:: GIVEN TASK ::
Please gather every line in the data below that contains the word "pompom" and copy each of those lines in full.

:: DATA SHOWN ::

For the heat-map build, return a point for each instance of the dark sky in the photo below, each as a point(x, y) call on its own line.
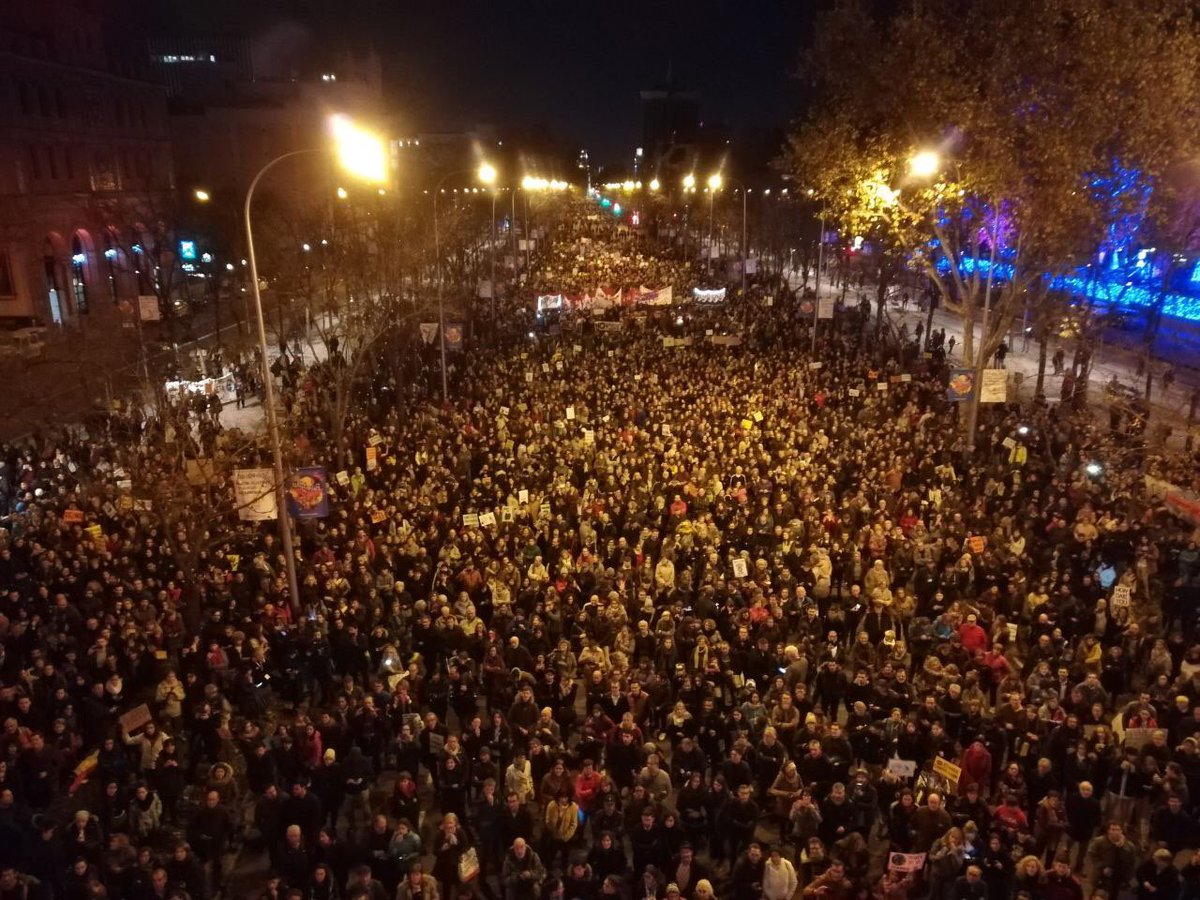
point(571, 67)
point(575, 69)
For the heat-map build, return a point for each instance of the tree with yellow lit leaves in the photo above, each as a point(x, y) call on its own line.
point(1047, 119)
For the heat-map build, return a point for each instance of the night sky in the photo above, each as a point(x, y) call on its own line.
point(576, 69)
point(567, 67)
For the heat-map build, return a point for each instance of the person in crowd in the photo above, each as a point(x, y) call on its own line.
point(646, 588)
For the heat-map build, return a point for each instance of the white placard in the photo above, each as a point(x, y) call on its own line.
point(255, 495)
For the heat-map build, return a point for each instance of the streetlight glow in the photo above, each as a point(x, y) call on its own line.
point(925, 163)
point(359, 151)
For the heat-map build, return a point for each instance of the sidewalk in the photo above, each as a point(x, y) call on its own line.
point(1108, 360)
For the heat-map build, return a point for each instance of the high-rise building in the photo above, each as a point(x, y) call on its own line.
point(670, 123)
point(85, 135)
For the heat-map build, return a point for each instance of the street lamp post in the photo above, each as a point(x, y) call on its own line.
point(487, 175)
point(495, 321)
point(363, 155)
point(273, 423)
point(816, 311)
point(714, 184)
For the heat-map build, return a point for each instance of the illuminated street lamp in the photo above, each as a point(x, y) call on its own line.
point(364, 156)
point(925, 163)
point(485, 173)
point(487, 177)
point(714, 185)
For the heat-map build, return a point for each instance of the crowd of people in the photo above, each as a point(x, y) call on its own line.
point(593, 261)
point(628, 617)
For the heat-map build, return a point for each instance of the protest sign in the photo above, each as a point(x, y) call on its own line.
point(906, 862)
point(135, 719)
point(947, 769)
point(255, 495)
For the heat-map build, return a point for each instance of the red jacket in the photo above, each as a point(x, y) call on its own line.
point(973, 637)
point(976, 768)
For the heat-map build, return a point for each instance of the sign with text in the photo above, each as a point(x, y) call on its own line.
point(994, 387)
point(255, 495)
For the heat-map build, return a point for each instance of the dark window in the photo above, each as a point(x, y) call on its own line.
point(6, 288)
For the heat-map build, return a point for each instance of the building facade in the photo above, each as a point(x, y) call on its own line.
point(84, 160)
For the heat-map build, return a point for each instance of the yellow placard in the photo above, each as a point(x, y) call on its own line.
point(947, 769)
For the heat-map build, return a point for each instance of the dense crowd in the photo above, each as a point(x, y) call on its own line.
point(623, 619)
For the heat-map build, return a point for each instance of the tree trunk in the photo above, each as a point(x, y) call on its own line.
point(969, 306)
point(881, 294)
point(1043, 349)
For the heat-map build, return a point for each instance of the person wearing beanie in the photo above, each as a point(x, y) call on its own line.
point(779, 880)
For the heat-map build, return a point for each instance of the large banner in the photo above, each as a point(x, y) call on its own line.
point(1183, 503)
point(654, 298)
point(255, 495)
point(309, 493)
point(605, 299)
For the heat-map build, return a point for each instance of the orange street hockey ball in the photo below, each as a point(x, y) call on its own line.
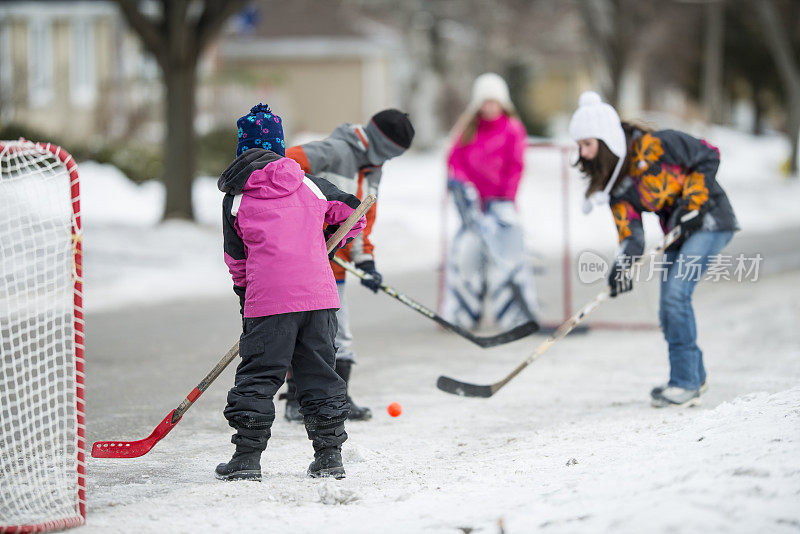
point(394, 409)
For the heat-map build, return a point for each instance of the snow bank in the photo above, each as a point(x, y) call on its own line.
point(131, 258)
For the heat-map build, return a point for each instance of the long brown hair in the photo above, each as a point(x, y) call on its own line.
point(598, 170)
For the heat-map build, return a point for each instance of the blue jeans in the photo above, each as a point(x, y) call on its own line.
point(684, 268)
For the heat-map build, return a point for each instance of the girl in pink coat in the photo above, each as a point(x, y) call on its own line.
point(486, 266)
point(273, 216)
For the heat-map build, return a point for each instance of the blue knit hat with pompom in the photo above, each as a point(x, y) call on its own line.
point(260, 128)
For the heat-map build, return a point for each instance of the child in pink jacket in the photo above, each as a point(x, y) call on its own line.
point(273, 218)
point(486, 264)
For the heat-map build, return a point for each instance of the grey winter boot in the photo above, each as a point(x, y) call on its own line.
point(675, 396)
point(357, 413)
point(244, 465)
point(327, 436)
point(656, 391)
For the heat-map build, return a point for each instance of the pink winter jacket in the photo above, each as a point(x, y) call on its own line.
point(493, 161)
point(273, 217)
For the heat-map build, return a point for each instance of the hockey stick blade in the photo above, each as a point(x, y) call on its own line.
point(463, 389)
point(134, 449)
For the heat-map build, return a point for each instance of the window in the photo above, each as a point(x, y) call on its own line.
point(83, 77)
point(40, 62)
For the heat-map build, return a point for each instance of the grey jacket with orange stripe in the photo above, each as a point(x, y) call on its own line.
point(351, 159)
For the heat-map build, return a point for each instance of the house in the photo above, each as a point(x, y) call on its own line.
point(317, 63)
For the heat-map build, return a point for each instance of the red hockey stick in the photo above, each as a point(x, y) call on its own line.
point(133, 449)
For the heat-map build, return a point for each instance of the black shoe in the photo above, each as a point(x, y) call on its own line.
point(357, 413)
point(327, 463)
point(245, 465)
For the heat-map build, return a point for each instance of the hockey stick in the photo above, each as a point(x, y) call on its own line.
point(465, 389)
point(514, 334)
point(133, 449)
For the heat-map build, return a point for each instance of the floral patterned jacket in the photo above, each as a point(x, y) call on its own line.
point(669, 170)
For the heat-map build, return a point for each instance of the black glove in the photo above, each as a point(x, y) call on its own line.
point(690, 221)
point(240, 291)
point(618, 282)
point(374, 282)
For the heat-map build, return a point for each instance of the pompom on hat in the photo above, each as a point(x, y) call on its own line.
point(490, 86)
point(597, 119)
point(261, 128)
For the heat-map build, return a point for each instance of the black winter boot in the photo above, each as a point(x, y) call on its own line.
point(327, 436)
point(292, 411)
point(357, 413)
point(245, 465)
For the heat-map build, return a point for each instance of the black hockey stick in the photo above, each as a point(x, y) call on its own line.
point(514, 334)
point(465, 389)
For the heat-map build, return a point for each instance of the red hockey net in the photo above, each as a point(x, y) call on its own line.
point(557, 238)
point(42, 444)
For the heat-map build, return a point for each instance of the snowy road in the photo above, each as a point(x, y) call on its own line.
point(571, 445)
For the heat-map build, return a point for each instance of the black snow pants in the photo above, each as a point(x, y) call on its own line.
point(269, 346)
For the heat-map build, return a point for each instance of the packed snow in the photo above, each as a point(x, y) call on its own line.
point(570, 445)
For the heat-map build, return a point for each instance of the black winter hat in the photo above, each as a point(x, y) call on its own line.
point(395, 125)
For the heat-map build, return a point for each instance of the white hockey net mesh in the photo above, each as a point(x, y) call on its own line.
point(41, 340)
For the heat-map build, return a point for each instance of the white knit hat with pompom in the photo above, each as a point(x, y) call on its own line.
point(596, 119)
point(490, 86)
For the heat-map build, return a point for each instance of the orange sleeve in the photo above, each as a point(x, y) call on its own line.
point(299, 155)
point(371, 212)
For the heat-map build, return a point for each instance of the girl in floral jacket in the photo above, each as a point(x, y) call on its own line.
point(673, 175)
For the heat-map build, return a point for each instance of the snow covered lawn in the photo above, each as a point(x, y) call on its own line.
point(571, 445)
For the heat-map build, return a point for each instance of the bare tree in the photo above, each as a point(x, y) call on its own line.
point(712, 60)
point(176, 34)
point(780, 46)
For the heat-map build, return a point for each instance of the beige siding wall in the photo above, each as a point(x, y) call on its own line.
point(62, 117)
point(311, 96)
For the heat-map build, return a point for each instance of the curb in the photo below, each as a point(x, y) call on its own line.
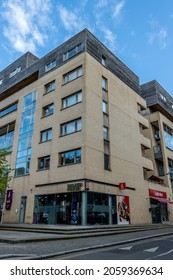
point(96, 247)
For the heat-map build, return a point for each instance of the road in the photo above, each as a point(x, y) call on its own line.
point(160, 248)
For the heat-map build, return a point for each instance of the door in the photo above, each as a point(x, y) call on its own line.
point(22, 209)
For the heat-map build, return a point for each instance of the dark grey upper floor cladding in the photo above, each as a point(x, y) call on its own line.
point(33, 68)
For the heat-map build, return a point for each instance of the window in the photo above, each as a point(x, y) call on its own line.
point(70, 157)
point(72, 75)
point(71, 127)
point(145, 173)
point(8, 109)
point(50, 87)
point(162, 97)
point(15, 71)
point(44, 163)
point(168, 135)
point(72, 52)
point(105, 133)
point(7, 135)
point(24, 151)
point(104, 60)
point(72, 99)
point(106, 162)
point(50, 66)
point(47, 110)
point(105, 107)
point(104, 83)
point(46, 135)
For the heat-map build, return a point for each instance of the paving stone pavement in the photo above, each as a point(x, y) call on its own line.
point(55, 247)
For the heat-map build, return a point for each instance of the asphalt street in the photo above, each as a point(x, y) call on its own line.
point(160, 248)
point(56, 248)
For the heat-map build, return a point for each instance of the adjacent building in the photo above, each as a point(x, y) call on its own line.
point(81, 139)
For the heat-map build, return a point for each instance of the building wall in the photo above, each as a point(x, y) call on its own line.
point(125, 137)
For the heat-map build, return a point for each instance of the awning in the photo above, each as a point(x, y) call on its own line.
point(162, 200)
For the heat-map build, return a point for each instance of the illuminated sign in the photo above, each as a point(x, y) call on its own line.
point(156, 193)
point(74, 187)
point(122, 186)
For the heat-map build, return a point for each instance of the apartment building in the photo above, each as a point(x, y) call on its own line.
point(160, 117)
point(80, 143)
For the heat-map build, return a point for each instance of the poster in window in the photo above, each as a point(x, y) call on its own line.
point(123, 210)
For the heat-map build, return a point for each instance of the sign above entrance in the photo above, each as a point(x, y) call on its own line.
point(76, 187)
point(158, 194)
point(122, 186)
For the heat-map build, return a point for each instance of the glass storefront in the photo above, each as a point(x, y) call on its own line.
point(159, 212)
point(66, 208)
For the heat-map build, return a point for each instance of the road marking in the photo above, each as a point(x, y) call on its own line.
point(163, 254)
point(152, 250)
point(126, 248)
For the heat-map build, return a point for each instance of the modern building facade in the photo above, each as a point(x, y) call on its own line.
point(80, 141)
point(160, 116)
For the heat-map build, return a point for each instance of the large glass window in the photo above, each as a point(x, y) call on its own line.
point(8, 109)
point(15, 71)
point(46, 135)
point(7, 136)
point(72, 75)
point(48, 110)
point(71, 127)
point(44, 163)
point(104, 83)
point(105, 133)
point(72, 99)
point(97, 208)
point(168, 134)
point(50, 87)
point(26, 133)
point(105, 107)
point(70, 157)
point(50, 66)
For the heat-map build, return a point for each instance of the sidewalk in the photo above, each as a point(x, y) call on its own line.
point(43, 249)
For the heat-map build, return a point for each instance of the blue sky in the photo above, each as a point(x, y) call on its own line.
point(138, 32)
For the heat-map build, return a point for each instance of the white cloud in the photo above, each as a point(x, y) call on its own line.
point(110, 38)
point(26, 23)
point(118, 8)
point(71, 20)
point(158, 34)
point(102, 4)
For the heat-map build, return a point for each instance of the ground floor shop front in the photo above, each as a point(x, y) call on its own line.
point(87, 203)
point(81, 208)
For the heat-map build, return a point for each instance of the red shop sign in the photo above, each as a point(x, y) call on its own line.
point(122, 186)
point(157, 193)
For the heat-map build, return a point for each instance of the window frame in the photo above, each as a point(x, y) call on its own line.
point(46, 131)
point(49, 66)
point(66, 77)
point(45, 158)
point(104, 61)
point(64, 127)
point(44, 109)
point(67, 98)
point(63, 158)
point(48, 87)
point(13, 106)
point(104, 81)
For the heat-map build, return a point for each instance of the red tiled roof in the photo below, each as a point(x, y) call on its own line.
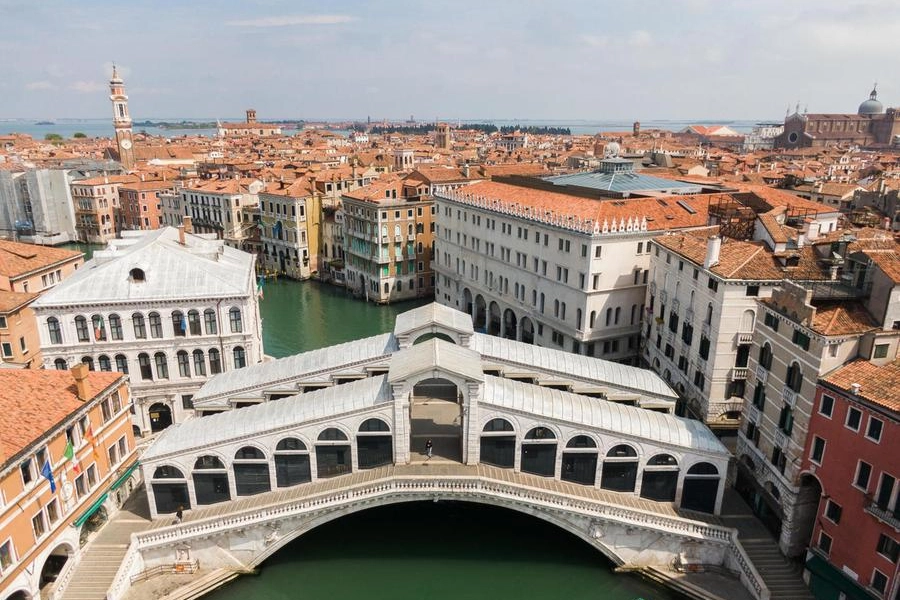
point(878, 385)
point(17, 259)
point(34, 401)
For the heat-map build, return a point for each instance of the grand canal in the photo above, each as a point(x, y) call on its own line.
point(421, 551)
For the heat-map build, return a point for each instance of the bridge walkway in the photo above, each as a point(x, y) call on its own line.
point(438, 469)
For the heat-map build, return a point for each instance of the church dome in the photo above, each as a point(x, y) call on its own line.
point(871, 106)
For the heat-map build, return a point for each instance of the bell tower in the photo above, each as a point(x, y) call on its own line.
point(121, 120)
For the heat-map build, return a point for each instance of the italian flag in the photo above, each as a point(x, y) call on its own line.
point(69, 454)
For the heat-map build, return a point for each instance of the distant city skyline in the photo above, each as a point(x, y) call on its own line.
point(525, 60)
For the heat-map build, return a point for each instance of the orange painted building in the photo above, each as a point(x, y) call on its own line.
point(44, 525)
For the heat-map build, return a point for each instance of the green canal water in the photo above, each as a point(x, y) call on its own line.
point(415, 551)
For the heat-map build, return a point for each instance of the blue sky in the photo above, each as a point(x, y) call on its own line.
point(522, 59)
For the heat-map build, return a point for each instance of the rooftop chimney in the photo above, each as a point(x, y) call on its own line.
point(713, 247)
point(80, 372)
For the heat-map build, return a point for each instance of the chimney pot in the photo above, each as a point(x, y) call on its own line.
point(80, 373)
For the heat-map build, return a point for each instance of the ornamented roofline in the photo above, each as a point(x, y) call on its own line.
point(548, 217)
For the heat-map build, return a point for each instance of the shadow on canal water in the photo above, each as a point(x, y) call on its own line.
point(305, 315)
point(437, 551)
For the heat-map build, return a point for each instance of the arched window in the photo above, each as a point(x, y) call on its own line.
point(115, 327)
point(215, 361)
point(199, 363)
point(498, 444)
point(765, 356)
point(212, 324)
point(620, 469)
point(748, 321)
point(210, 480)
point(194, 322)
point(179, 323)
point(234, 317)
point(700, 488)
point(794, 379)
point(539, 452)
point(162, 365)
point(495, 425)
point(240, 360)
point(374, 444)
point(144, 363)
point(169, 489)
point(332, 453)
point(291, 463)
point(660, 478)
point(81, 329)
point(99, 328)
point(579, 463)
point(137, 322)
point(54, 330)
point(184, 364)
point(251, 472)
point(155, 325)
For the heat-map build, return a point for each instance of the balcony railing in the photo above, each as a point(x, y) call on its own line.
point(739, 373)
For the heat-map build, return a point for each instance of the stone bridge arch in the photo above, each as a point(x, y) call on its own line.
point(590, 531)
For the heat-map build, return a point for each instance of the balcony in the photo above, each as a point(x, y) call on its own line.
point(789, 396)
point(739, 373)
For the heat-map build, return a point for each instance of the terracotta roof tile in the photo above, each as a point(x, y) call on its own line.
point(17, 259)
point(33, 401)
point(879, 385)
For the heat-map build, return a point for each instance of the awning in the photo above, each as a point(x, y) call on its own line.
point(124, 476)
point(828, 581)
point(93, 508)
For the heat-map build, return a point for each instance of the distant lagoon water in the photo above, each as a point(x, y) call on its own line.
point(103, 127)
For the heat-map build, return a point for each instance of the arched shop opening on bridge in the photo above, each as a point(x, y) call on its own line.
point(480, 399)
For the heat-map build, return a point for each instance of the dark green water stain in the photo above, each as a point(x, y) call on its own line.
point(438, 551)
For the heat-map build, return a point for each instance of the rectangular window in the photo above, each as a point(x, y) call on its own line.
point(824, 542)
point(826, 406)
point(873, 431)
point(888, 547)
point(854, 416)
point(38, 525)
point(818, 450)
point(833, 511)
point(863, 472)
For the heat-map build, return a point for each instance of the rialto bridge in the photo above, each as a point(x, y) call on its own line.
point(640, 485)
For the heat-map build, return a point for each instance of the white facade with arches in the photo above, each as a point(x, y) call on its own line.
point(168, 308)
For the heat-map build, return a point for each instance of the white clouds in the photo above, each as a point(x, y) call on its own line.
point(286, 20)
point(87, 87)
point(40, 85)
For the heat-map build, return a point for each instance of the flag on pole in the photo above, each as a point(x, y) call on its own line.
point(47, 472)
point(89, 436)
point(69, 454)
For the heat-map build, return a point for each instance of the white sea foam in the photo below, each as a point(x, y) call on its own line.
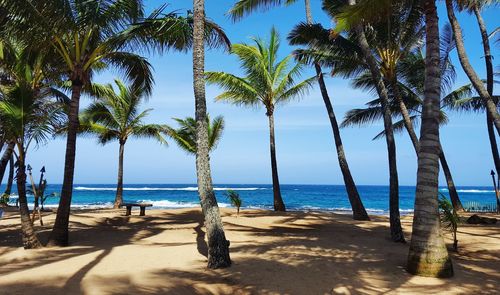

:: RESULT ::
For the heat-map build, return a point for each instance of the blue knit hat with pompom in the photo above, each as a point(x, y) call on its own line.
For the heat-map build, return a point for each instance of the pompom on hat in the photo above, each as a point(x, y) call on its own line.
For the heat-map build, return a point for each instance of the white knit hat with pompom in the photo above, each as a point(x, y) call on its own line.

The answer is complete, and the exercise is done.